_Fragmento proporcionado_:
━━━
Los consultores y coaches nos hablan a menudo de la inteligencia intra e interpersonal, la motivación, las actitudes, los valores, las fortalezas, las emociones, el liderazgo, el talento… y bien está. Pero la capacidad de actuar viene sobre todo del conocimiento atesorado, y puede que al respecto estemos algo faltos, por mucha información que nos rodee y por mucha economía del conocimiento de que se viene hablando desde hace varias décadas.
Topé hace casi veinte años con aquello del knowledge management y me sumé a la corriente. Lo hice entonces a título particular porque, aunque en un kick-off meeting propuse en mi empresa consultora avanzar por ese nuevo campo, los colegas tenían entonces otros buzzwords en la cabeza: el liderazgo, el benchmarking, la reingeniería de procesos… Me incorporé luego a iniciativas surgidas en Internet y pronto me pareció que no cabía hablar de la economía del conocimiento o de la figura del knowledge worker, sin detenerse en la idea de aprovechar mejor el saber disponible en las organizaciones.
Claro, la información era algo tangible y no así el conocimiento, que reside en las personas, de modo que se trataba de hacer una idónea gestión de aquellas, para incrementar y hacer fluir el saber en las empresas; para que en cada tarea se aplicara todo el saber disponible en la organización. Había, sí, que compartir el saber que cada uno poseía, lo que parecía reclamar un cierto cambio cultural… Recordemos brevemente el entorno cultural de aquellos años noventa en las empresas.
━━━
_Extracto de datos_:

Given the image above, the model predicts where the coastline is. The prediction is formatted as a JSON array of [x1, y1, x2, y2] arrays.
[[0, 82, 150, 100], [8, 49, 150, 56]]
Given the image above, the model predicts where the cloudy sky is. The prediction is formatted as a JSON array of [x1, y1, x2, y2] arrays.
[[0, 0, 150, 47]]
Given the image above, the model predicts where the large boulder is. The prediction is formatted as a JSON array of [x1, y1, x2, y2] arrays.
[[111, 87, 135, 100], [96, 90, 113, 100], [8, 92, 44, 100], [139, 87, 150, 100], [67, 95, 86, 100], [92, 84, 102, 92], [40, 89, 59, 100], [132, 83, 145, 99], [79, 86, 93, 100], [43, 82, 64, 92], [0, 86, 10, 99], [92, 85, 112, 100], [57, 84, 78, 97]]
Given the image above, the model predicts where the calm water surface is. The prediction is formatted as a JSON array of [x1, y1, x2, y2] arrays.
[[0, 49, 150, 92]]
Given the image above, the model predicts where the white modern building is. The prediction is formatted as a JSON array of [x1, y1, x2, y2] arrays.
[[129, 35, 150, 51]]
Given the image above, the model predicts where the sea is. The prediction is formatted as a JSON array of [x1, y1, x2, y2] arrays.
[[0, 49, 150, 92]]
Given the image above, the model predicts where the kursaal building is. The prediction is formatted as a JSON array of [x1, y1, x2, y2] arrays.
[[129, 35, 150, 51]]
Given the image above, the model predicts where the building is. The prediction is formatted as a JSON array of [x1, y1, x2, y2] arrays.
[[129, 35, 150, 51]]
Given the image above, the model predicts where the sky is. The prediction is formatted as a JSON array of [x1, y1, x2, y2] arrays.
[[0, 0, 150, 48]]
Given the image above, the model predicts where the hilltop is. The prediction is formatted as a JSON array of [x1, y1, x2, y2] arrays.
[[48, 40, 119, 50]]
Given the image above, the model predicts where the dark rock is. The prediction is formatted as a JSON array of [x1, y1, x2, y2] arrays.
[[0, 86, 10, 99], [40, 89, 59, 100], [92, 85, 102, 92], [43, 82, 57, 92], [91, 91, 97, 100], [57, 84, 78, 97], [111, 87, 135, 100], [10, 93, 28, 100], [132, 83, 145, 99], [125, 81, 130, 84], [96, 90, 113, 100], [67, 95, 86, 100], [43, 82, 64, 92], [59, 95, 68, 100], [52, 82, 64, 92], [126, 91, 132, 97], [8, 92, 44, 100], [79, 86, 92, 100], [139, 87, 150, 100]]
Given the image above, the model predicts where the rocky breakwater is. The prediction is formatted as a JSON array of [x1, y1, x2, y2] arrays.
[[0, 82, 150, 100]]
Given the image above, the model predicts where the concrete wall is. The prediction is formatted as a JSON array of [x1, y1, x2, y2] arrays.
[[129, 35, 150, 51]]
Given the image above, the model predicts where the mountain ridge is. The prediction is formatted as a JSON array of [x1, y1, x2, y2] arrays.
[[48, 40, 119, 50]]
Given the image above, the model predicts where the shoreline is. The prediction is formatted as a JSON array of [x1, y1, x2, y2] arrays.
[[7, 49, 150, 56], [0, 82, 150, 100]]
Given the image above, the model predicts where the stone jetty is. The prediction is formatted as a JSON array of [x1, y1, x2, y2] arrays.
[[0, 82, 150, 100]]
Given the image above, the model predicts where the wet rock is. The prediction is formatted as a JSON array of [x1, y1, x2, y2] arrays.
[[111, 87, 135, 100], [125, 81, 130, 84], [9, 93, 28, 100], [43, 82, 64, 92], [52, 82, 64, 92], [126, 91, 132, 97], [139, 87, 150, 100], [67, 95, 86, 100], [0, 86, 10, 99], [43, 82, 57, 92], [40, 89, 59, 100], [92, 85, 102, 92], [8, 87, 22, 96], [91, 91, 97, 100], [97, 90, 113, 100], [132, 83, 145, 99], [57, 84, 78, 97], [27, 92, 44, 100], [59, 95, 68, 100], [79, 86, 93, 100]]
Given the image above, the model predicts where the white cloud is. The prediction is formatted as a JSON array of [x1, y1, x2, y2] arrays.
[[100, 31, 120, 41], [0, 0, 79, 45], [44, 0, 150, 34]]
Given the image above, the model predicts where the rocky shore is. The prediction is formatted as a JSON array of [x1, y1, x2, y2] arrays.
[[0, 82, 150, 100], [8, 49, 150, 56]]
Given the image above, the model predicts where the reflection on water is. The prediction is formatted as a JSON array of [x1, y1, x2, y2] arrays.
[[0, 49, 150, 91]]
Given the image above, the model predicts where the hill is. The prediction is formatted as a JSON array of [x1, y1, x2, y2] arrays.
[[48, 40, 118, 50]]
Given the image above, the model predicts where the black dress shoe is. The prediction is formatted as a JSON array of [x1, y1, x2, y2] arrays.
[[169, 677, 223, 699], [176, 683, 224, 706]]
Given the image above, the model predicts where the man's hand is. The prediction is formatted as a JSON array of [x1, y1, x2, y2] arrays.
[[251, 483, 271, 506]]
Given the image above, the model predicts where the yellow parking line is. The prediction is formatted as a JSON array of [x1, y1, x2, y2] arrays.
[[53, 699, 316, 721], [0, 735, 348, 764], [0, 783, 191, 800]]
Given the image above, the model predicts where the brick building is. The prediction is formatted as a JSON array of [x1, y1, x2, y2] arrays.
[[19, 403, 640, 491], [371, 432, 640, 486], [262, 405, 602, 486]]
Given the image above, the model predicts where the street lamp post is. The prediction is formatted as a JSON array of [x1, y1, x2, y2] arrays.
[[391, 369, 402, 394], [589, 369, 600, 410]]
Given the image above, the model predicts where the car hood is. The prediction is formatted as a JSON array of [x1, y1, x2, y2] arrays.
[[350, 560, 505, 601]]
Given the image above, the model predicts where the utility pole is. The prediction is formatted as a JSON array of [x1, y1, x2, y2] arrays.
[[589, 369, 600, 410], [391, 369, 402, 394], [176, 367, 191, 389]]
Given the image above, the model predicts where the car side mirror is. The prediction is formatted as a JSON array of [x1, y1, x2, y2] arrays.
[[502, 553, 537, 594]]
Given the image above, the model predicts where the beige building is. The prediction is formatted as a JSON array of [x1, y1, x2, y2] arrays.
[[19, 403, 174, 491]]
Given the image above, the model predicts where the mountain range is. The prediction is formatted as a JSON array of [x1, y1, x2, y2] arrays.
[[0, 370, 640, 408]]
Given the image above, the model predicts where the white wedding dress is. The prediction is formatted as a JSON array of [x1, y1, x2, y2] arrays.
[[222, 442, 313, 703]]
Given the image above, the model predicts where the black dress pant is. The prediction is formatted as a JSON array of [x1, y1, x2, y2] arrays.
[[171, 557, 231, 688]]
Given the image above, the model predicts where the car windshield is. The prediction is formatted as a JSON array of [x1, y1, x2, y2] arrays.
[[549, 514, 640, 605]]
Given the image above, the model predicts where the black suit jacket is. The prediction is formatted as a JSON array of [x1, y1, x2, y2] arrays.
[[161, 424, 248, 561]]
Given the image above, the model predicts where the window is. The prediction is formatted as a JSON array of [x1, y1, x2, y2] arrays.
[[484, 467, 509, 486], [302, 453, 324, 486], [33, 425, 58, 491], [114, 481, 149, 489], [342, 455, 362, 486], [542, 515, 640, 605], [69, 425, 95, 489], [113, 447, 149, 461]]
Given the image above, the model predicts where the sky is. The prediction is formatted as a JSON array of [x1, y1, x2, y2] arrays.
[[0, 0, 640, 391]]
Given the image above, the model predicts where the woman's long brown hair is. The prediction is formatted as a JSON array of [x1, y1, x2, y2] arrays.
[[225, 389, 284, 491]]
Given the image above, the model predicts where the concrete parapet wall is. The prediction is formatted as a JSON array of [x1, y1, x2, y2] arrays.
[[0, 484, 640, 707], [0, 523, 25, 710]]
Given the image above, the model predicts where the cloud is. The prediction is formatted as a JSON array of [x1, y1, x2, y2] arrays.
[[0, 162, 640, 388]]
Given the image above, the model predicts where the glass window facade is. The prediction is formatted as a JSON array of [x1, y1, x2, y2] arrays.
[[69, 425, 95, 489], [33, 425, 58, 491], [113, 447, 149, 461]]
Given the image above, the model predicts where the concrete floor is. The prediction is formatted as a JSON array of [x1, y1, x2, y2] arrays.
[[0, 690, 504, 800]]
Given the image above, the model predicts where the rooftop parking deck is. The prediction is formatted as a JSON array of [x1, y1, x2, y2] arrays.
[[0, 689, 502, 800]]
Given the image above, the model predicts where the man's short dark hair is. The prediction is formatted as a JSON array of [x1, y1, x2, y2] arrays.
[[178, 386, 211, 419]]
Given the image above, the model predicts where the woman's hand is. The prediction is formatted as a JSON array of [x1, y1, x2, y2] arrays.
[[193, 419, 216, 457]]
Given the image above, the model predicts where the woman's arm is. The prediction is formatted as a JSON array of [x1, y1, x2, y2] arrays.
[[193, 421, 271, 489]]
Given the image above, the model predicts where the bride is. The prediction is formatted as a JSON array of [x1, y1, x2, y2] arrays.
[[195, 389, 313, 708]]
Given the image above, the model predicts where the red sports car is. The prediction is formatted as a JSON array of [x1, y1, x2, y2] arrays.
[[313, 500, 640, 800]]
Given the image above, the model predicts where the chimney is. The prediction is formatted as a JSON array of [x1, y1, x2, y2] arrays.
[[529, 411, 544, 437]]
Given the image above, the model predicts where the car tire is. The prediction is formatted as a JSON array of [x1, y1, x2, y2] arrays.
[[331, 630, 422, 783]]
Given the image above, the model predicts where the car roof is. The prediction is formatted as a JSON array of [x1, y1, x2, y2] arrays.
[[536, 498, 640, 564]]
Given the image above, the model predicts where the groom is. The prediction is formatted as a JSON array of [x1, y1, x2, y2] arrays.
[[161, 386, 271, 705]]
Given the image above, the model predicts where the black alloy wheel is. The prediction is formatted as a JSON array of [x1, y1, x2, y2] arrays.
━━━
_Lo que se pide_:
1. En las entradas, reproduzca las líneas comprendidas entre la que contiene "Given the image above, the model predicts where the woman's long" y la que contiene "[[225, 389, 284, 491]]", ambas inclusive, cambiando "brown" por "black" y sin alterar nada más.
2. Continúe el fragmento sobre la gestión del conocimiento en las empresas a partir de su última oración.

_Respuestas en orden_:
1.
Given the image above, the model predicts where the woman's long black hair is. The prediction is formatted as a JSON array of [x1, y1, x2, y2] arrays.
[[225, 389, 284, 491]]

2.
La verdad es que esos fueron años intensos para el Management; tomaron impulso numerosos movimientos, más o menos bienvenidos, relacionados con el capital humano y la gestión de las empresas. Entre ellos, también y como se recordará, el de la calidad total, el del trabajo en equipo, el de la reingeniería, el de la psicología positiva, el del aprendizaje permanente, el de la creatividad y la innovación, el de las competencias, el de la calidad de vida en el trabajo, el del coaching… Había, sí, otros movimientos, por cierto más relacionados con la gestión del conocimiento, tales como el de la destreza informacional y el del pensamiento crítico, pero estos parecían hallarse más presentes en las universidades.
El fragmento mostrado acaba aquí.